- **Data supplied**:
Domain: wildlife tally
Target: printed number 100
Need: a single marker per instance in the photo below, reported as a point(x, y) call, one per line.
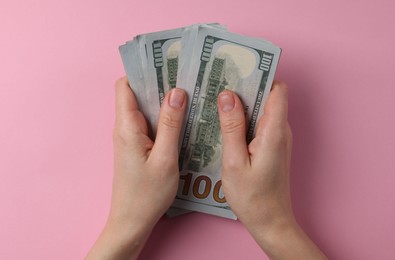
point(207, 187)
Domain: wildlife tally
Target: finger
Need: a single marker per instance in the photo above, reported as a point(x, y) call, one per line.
point(233, 129)
point(128, 116)
point(276, 108)
point(171, 117)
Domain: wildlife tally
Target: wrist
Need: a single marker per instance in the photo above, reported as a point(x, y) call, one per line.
point(285, 239)
point(120, 240)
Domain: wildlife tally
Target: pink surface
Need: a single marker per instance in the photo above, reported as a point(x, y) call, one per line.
point(58, 64)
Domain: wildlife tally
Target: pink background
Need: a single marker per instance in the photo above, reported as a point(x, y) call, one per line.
point(58, 64)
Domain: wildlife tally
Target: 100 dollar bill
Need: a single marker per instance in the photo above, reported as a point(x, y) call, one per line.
point(218, 60)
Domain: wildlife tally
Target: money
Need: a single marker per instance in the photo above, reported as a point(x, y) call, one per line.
point(204, 59)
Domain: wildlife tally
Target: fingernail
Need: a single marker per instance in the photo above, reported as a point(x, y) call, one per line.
point(226, 101)
point(177, 97)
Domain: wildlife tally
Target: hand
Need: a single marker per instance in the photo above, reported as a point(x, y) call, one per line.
point(145, 173)
point(255, 177)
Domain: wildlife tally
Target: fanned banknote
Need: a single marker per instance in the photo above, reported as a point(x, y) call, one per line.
point(204, 59)
point(218, 60)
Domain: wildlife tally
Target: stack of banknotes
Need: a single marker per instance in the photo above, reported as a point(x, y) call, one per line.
point(203, 59)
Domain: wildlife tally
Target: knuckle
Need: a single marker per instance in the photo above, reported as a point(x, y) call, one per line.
point(170, 121)
point(232, 125)
point(282, 136)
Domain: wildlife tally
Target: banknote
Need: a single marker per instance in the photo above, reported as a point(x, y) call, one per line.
point(218, 60)
point(131, 59)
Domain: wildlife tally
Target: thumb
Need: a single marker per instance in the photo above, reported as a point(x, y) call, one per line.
point(170, 122)
point(233, 129)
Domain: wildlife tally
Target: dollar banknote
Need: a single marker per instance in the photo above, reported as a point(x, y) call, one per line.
point(204, 59)
point(218, 60)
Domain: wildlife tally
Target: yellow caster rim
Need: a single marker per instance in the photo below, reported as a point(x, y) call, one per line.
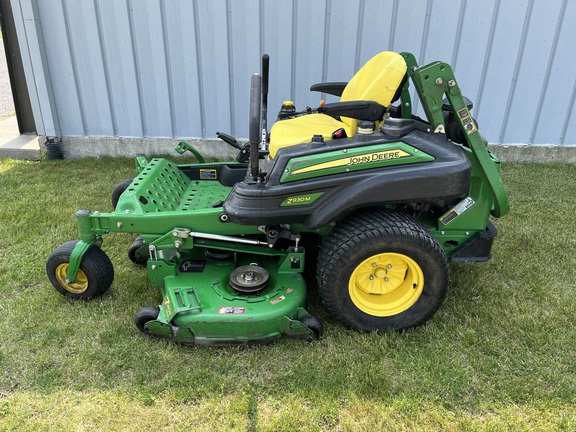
point(386, 284)
point(77, 287)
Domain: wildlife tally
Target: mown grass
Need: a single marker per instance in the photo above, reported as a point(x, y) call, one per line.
point(497, 356)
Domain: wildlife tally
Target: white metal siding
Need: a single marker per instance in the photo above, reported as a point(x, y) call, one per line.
point(181, 68)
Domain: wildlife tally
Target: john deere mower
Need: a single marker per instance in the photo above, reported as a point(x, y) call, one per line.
point(391, 198)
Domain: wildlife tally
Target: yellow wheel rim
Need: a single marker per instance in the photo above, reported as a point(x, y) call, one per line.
point(386, 284)
point(77, 287)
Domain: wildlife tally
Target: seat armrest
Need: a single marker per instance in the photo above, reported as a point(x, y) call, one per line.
point(333, 88)
point(360, 110)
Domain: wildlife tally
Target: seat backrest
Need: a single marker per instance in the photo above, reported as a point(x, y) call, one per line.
point(378, 80)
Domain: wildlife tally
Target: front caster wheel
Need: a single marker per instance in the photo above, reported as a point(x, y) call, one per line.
point(144, 315)
point(94, 277)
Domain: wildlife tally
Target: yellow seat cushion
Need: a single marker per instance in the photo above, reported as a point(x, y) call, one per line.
point(376, 81)
point(300, 130)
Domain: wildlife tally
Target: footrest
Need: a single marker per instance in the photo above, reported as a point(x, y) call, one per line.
point(160, 186)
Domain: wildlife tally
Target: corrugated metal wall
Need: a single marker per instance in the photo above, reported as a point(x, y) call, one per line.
point(181, 68)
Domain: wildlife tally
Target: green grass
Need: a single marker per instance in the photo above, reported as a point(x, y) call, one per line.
point(499, 355)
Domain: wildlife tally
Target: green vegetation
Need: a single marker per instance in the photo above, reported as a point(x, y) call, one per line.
point(499, 355)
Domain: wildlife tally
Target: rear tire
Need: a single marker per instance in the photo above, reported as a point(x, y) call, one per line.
point(145, 315)
point(382, 270)
point(94, 277)
point(119, 190)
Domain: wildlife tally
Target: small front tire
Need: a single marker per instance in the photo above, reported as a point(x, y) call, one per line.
point(145, 315)
point(94, 277)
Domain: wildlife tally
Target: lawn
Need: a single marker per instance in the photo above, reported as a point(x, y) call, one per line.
point(499, 354)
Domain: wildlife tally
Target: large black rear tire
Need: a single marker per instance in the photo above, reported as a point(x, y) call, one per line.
point(381, 270)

- **Task requirements**:
Go through the material above, and wherever a line contains the string "tire", return it.

- **Problem solution**:
Target: rear tire
Target: small front tire
Target: large black rear tire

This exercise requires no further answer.